• _Selected passage_:
= Beginning of Section =

Demand for Corn in the Market; How Coronavirus Influences It
Even though precious metals are getting most of the attention in the commodities complex this year. Still, investors are focused on agriculture exchange-traded products.
China is the world’s largest soybean importer. It has promised to increase purchases of US farm goods as part of the Phase one trade deal. China has already bought one mln metric tons of European Union wheat so far this season. Now the country could look to US suppliers under the new trade accord.
Todd Hultman, the lead analyst at commodity market information and analysis provider DTN, says that the growing coronavirus infection count and death tolls have had a bearish emotional impact on commodity prices. They are most sensitive to Chinese demand, including soybeans.
Corn usually trades at its cost of production and spikes during supply shocks. For example, in 2019, the USDA (US Department of Agriculture) lowered production expectations due to unfavorable weather in the US corn belt. It helped corn prices rise by over 20%.
Corn Comes Calling
An increasing global middle class has also raised the demand for grains both directly and indirectly. It is especially true in the emerging markets where they shift toward greater meat consumption, which requires high grain-based animal feed. In 2018, half the world reached the middle class. Supposedly, by 2030, the middle class will dominate the global population.
Dan Cekander, president of the grain-market service DC Analysis, says that the coronavirus has delayed Chinese buying under the trade pact. There have been doubts that China may not meet the trade deal obligation. According to the agreement, the country must purchase $36.5 billion of US agricultural commodities this year and $43.5 billion in 2021.

= End of Section =

• _Tasks_:
• A. In the article on corn demand, by how much did corn prices rise after the USDA lowered its 2019 production expectations?
• B. Rewrite the article on corn demand starting at "Todd Hultman, the" and ending at "demand, including soybeans.", with "bearish" replaced by "negative".

• _Listed records_:
= Beginning of Section =

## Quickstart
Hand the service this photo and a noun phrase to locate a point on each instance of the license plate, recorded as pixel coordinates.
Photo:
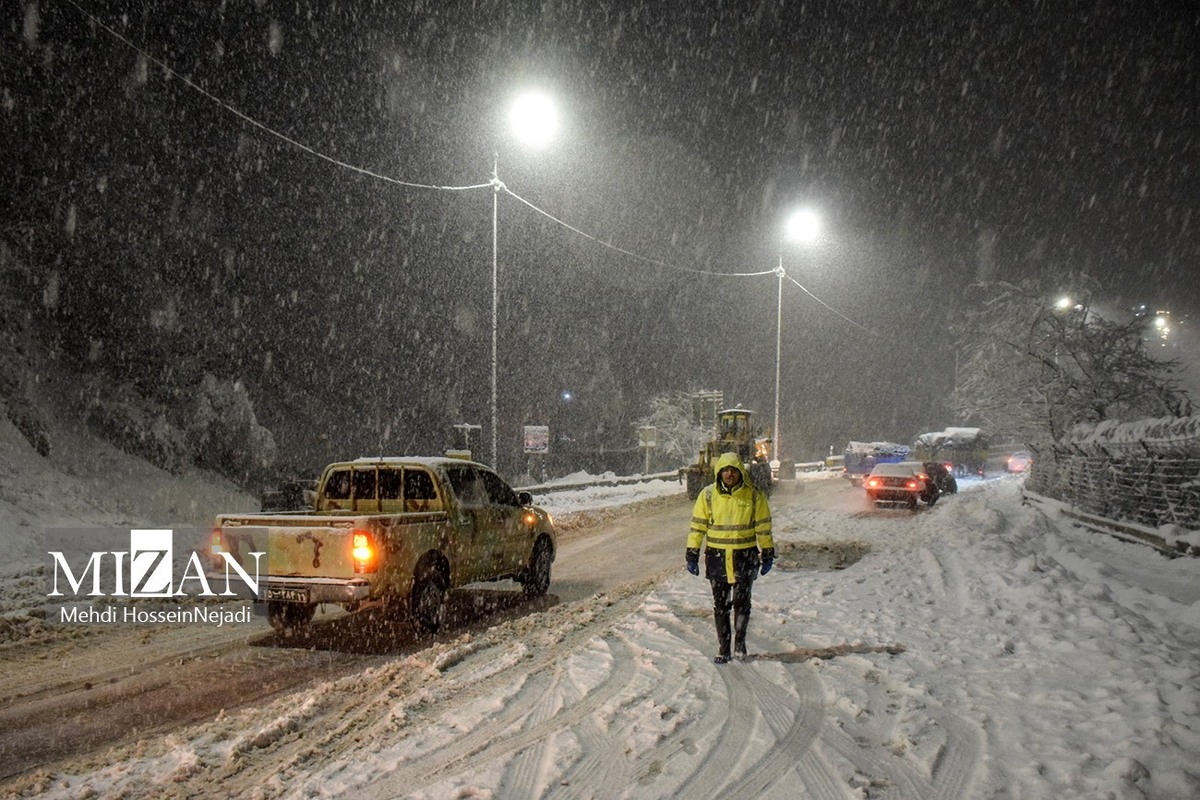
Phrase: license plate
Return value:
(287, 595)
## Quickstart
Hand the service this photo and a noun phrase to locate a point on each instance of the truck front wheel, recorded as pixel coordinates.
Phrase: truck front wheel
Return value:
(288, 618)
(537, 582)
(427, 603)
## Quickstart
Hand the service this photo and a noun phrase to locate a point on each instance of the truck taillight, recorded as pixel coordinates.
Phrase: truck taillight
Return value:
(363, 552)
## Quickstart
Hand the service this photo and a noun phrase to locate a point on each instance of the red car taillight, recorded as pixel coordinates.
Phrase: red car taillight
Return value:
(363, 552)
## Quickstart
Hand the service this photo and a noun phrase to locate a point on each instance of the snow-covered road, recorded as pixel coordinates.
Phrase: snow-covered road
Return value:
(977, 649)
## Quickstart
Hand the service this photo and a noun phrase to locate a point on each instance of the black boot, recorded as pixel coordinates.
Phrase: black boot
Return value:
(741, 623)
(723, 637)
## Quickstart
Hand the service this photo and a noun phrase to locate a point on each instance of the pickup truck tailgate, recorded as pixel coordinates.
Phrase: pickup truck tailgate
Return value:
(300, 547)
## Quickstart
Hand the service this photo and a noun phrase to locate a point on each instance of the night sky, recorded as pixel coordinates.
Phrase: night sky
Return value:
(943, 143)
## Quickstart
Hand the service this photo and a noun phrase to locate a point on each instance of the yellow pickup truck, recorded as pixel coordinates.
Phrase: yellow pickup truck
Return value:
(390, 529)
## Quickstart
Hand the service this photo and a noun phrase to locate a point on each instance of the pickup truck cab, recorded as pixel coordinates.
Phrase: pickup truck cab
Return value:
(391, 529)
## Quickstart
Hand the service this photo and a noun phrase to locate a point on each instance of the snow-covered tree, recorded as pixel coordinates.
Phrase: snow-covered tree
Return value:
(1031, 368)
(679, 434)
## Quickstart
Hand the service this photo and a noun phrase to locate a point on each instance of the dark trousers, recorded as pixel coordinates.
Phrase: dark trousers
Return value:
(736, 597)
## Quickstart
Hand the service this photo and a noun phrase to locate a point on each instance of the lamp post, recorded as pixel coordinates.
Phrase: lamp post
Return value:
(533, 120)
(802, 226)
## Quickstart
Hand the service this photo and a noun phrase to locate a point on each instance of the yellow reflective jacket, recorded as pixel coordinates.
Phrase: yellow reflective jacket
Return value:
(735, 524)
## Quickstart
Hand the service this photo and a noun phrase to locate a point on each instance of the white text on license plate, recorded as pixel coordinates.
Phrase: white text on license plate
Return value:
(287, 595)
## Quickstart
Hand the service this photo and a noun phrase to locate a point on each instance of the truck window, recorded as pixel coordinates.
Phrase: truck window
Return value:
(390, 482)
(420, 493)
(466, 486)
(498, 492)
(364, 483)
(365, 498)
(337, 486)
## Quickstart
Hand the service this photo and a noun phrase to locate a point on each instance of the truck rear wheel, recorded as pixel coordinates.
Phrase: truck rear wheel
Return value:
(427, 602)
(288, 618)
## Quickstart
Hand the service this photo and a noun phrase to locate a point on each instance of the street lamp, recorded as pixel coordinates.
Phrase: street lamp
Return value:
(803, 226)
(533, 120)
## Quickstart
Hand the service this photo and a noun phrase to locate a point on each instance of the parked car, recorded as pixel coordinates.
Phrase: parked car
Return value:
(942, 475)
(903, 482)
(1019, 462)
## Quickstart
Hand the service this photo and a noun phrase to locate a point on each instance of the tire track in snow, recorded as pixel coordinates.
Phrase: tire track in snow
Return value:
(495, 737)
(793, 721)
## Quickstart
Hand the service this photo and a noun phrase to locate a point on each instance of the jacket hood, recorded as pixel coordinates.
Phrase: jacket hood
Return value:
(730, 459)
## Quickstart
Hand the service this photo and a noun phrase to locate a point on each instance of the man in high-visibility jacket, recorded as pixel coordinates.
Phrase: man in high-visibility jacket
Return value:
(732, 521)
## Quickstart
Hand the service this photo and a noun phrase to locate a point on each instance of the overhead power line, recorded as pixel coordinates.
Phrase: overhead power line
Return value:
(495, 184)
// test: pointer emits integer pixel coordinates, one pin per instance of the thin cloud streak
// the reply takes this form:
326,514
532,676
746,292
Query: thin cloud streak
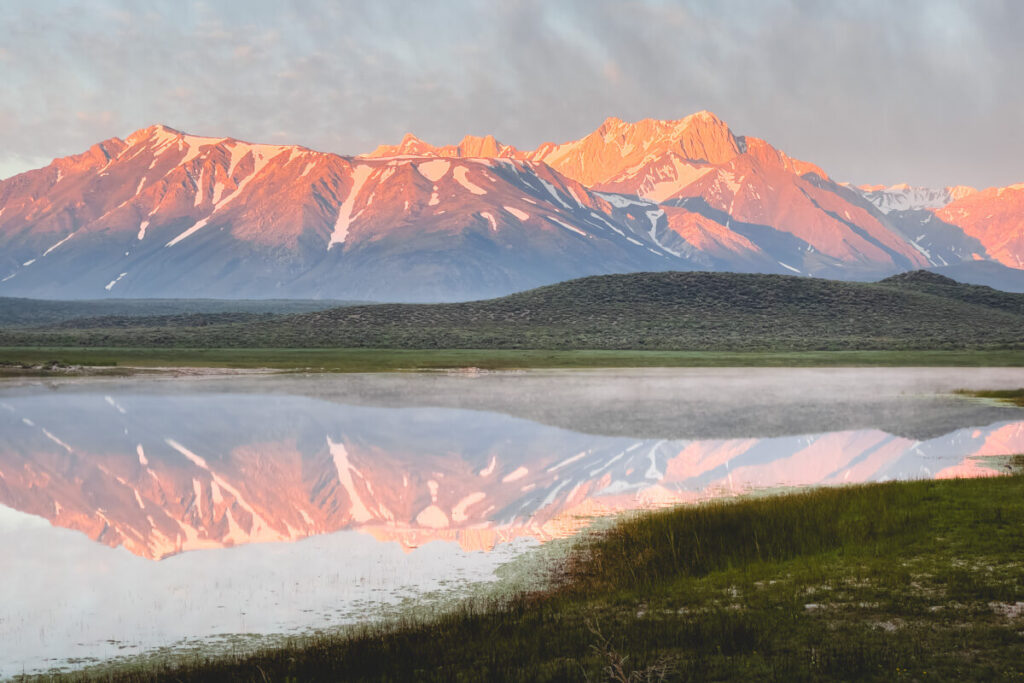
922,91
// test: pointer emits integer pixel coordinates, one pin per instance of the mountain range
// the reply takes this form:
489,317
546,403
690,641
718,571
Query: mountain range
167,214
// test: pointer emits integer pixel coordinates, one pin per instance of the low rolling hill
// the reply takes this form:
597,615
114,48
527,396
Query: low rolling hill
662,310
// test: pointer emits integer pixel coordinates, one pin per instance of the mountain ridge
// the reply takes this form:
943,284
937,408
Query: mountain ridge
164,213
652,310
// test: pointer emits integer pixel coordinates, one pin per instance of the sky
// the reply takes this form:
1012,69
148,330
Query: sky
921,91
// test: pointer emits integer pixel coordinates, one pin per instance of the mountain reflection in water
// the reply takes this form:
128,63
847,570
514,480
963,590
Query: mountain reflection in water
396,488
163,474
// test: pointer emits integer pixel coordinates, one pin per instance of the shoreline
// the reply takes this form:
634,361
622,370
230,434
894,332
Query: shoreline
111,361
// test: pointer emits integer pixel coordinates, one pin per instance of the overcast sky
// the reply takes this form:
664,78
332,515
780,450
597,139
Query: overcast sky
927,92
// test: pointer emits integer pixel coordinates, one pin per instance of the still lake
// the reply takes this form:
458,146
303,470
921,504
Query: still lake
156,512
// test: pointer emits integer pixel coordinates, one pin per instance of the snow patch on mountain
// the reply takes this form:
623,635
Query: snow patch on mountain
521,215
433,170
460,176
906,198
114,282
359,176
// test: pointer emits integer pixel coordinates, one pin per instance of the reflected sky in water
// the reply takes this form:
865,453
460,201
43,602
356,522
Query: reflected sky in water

= End of Section =

• _Answers to the tasks_:
• A. By over 20%.

• B.
Todd Hultman, the lead analyst at commodity market information and analysis provider DTN, says that the growing coronavirus infection count and death tolls have had a negative emotional impact on commodity prices. They are most sensitive to Chinese demand, including soybeans.